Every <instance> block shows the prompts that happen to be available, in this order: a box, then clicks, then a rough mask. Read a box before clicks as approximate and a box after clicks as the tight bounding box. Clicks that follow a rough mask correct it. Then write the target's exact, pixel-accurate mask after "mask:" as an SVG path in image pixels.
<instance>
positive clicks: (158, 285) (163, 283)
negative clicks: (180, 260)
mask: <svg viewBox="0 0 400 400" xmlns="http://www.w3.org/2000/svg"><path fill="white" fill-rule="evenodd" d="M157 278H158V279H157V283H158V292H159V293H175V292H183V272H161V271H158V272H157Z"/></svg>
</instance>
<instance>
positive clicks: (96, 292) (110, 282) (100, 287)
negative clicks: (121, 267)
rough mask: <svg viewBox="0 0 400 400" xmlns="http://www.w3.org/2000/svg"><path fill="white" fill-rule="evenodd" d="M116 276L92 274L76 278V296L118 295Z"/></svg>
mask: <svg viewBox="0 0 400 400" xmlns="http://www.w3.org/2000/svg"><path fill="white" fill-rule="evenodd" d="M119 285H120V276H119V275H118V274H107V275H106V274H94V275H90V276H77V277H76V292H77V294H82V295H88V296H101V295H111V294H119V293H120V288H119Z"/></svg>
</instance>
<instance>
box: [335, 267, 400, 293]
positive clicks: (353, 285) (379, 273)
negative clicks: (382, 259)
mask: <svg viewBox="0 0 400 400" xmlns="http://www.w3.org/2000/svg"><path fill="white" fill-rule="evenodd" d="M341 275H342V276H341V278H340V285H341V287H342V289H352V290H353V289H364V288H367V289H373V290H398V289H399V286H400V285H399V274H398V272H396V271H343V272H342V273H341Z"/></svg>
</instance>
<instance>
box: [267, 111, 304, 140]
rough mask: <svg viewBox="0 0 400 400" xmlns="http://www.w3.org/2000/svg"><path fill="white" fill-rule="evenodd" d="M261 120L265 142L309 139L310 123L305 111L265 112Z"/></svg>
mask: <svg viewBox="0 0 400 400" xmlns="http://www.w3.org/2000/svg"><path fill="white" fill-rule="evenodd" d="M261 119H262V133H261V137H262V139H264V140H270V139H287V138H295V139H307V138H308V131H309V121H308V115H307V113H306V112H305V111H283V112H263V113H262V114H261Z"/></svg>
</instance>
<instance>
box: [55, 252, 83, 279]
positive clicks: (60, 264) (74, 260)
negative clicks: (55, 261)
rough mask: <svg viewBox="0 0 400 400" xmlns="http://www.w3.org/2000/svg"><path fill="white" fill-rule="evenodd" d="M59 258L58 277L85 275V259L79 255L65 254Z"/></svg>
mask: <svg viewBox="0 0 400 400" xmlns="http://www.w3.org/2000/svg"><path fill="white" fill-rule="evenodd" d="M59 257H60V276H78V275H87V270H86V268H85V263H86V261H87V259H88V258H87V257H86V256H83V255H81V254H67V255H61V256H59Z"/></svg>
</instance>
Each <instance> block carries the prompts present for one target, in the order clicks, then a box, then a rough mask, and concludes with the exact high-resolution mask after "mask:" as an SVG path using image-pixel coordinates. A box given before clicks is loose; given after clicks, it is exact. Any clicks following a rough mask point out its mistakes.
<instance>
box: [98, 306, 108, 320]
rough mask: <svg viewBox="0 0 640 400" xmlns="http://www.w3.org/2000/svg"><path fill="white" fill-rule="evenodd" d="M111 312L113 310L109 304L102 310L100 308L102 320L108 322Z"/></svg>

PROBLEM -
Copy out every line of the material above that mentions the word "after".

OUTPUT OF THE TASK -
Every <instance> block shows the prompts that happen to be available, in this order: a box, then clicks, then a rough mask. Read a box before clicks as approximate and a box after clicks as the tight bounding box. Clicks that follow a rough mask correct it. Then write the target's exact, pixel-accurate mask after "mask:" as an SVG path in image pixels.
Each <instance> block carries the prompts present for one target, in the order clicks, then a box, then a rough mask, and concludes with the exact high-resolution mask after "mask:" as an SVG path using image-pixel coordinates. A box given before clicks is loose; given after clicks, it is exact. Any clicks following a rough mask point out its mistakes.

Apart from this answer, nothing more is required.